- _LEESTEKST_:
########
2. Welke waarborgen worden gegarandeerd inzake de detentieomstandigheden in de detentie-instelling?
België garandeert dat de opgeëiste persoon na overlevering zal worden opgesloten in een instelling en op een wijze die in overeenstemming is met de fundamentele rechten en in het bijzonder relevante internationale standaarden (o.a. CPT standaarden) met in begrip van voldoende individuele leefruimte, afgescheiden sanitair en dagactiviteiten buiten de cel.
In deze zaak garandeert België de volgende waarborgen inzake de detentieomstandigheden waar
[opgeëiste persoon]
aan zal worden onderworpen na overlevering:
De opgeëiste persoon zal niet worden opgesloten in een cel met minder dan 3 m2 individuele levensruimte. Dit geldt zowel indien de opgeëiste persoon in een eenpersoons- als in een meerpersoonscel zou worden opgesloten.
De gemiddelde minimum leefruimte van elke cel is 9 m2 inclusief vast meubilair.
o De sanitair blokken omvatten een wasbak en een toilet dat is afgescheiden van de rest van de cel door een muur of scherm
o Het vast meubilair omvat onder andere een tafel, kast, bed en bureau.
########
- _OPDRACHTEN_:
• 1. Hoeveel individuele levensruimte heeft een cel volgens de leestekst over detentieomstandigheden minimaal voor de opgeëiste persoon?
• 2. Schrijf een vervolg op de leestekst over de detentiewaarborgen in België dat na de laatste zin begint.
De gegevens staan los van de leestekst.
########
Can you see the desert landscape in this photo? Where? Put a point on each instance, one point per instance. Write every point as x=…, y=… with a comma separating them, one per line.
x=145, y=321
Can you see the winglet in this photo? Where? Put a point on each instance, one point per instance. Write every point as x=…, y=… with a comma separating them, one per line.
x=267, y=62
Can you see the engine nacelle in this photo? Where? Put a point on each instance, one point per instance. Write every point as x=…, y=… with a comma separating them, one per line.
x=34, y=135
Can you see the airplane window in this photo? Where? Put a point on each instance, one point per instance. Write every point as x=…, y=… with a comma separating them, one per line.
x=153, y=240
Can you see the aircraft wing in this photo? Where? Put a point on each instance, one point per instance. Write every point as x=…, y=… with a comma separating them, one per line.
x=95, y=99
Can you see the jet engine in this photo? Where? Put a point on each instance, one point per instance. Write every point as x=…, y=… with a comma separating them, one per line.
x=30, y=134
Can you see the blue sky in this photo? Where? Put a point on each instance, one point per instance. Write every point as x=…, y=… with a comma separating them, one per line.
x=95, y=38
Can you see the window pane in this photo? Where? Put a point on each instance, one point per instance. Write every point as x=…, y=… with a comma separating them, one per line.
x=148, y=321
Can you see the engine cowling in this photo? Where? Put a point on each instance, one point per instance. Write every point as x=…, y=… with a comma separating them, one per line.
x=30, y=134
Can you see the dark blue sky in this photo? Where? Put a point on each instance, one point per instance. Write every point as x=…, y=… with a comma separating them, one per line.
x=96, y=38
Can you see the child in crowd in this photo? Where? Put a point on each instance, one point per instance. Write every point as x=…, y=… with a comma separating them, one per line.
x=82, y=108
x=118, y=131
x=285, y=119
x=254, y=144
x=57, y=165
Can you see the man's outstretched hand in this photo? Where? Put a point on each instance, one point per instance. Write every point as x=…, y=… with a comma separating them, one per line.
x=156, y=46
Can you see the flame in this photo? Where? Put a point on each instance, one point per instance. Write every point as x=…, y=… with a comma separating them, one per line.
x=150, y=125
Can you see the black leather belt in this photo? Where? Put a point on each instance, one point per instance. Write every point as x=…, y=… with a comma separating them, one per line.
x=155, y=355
########
- _ANTWOORDEN PER OPDRACHT_:
• 1. Minstens 3 m2 individuele levensruimte, zowel in een eenpersoons- als in een meerpersoonscel.

• 2.
De opgeëiste persoon zal een bed ter beschikking hebben en zal bijgevolg niet op grond hoeven te slapen.
Er worden verschillende dagactiviteiten buiten de cel voorzien. Deze activiteiten omvatten in ieder geval regelmatige wandelingen in een open koer en familiebezoeken alsook toegang tot gemeenschappelijke ruimtes. Aanvullende activiteiten zoals sport en arbeid zijn onderhevig aan aanzienlijke wachtlijsten.
3
Sanitaire en hygiëne omstandigheden
Als algemene regel, voorziet de Basiswet van 12 januari 2005 betreffende het gevangeniswezen en de rechtspositie van de gedetineerden in algemene rechten en plichten voor gedetineerden, o.a. het recht op dagelijkse persoonlijke hygiëne, het recht op toegang tot gezondheidszorg en -bescherming evenredig aan dewelke wordt voorzien buiten de gevangenismuren. In dit verband, is een penitentiaire gezondheidsraad opgericht bij wet die adviseert bij het verbeteren van de kwaliteit de gezondheidszorg binnen de gevangenismuren. De medische zorg binnen de gevangenismuren is van gelijke kwaliteit als de medische zorg die wordt verstrekt buiten de gevangenismuren.
Aan de hand van een globale beoordeling van alle gegevens waarover zij beschikt, gaat de rechtbank uit van de geboden zekerheid in voorgaande garantie. (Voetnoot 4)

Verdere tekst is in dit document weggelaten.